EXERCISE PASSAGE:
====
This feature relates to Watching the Detectives.
The phonehacking scandal has recently thrown into sharp focus the murky underworld of private detectives and their ability to unearth the secrets on the rich and famous. But the black market in private information isnt restricted to celebrities.
For the right price your medical records, mobile phone bills and bank statements are all available for just a few hundred pounds. Anyone can buy this illicit data from PIs who can obtain your secrets from supposedly secure government databases, banks and mobile phone companies.
We wanted to expose the information black market by investigating private detectives who were willing to break the law, and follow the data trail to discover their sources. We recruited three volunteers who offered to let use their identities for this Dispatches.
I posed as a 'security consultant' and approached private investigator outfits that were selling deep background checks. Whilst being secretly filmed, two PI firms offered a range of deeply personal information that could only be obtained by breaching the Data Protection Act.
I paid these outfits to have our volunteers checked out, and between them the PIs delivered our volunteers benefits records, criminal records, mobile phone bills, bank statements, and, most worryingly, their medical records. All of this information is illegal to sell and to procure.
I then met up with the volunteers to present their data back to them, which form some of the strongest scenes in the film. The volunteers had spent many months living with the knowledge that they were being watched and scrutinised, which had made them extremely curious and occasionally paranoid.
The volunteers were all shocked at how easy it was to dig up information that they had thought was private and restricted. One of our volunteers was especially unsettled as we had accidentally unearthed his criminal record, that he wasn't expecting us to find.
Having verified that it was in fact their real data we had bought, we then set about working out where the PIs had obtained their information.
The data could either have been blagged (by the PIs calling up banks mobile phone companies and pretending to be the volunteers) or by paying corrupt officials with access to government databases. Our health records are supposed to be kept secure by the NHS, yet over 700,000 people have access to differed parts of the NHS database.
The penalties for breaching the Data Protection Act are fines. The Information Commissioner has publicly campaigned to toughed the sanctions, and to introduce custodial sentences to curtail the information black market.
At present there is no regulation for private investigators - anyone can set themselves up as a PI, even if they have a criminal record. The Home Affairs Select Committee in the House Of Commons is currently looking into Private Investigators and possible regulation of the industry.
All of our volunteers argued that tougher regulation is necessary to protect the public from having their most private information bought and sold.
====
EXERCISES:
[1] Rewrite the feature on private detectives from "I posed as a" up to and including "and occasionally paranoid.", substituting "investigation agencies" for "PI firms".
[2] According to the feature on private detectives, what are the penalties for breaching the Data Protection Act?

INPUT DATA:
====
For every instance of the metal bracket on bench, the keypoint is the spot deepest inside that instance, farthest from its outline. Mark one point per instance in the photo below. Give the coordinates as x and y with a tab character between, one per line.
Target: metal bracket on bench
====
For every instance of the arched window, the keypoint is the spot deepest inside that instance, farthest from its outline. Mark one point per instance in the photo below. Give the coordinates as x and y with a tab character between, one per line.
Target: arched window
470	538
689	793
====
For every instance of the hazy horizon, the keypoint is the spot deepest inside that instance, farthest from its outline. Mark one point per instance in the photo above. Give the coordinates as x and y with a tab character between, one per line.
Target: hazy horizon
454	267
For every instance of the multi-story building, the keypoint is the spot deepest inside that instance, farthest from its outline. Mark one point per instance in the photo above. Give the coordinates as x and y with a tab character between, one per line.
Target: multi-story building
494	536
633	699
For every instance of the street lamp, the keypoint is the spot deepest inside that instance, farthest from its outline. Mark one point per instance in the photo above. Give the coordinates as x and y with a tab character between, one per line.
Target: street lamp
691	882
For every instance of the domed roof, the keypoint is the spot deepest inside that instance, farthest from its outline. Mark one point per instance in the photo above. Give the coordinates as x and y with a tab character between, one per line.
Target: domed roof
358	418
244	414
====
SET OF ANSWERS:
[1]
I posed as a 'security consultant' and approached private investigator outfits that were selling deep background checks. Whilst being secretly filmed, two investigation agencies offered a range of deeply personal information that could only be obtained by breaching the Data Protection Act.
I paid these outfits to have our volunteers checked out, and between them the PIs delivered our volunteers benefits records, criminal records, mobile phone bills, bank statements, and, most worryingly, their medical records. All of this information is illegal to sell and to procure.
I then met up with the volunteers to present their data back to them, which form some of the strongest scenes in the film. The volunteers had spent many months living with the knowledge that they were being watched and scrutinised, which had made them extremely curious and occasionally paranoid.

[2] Fines.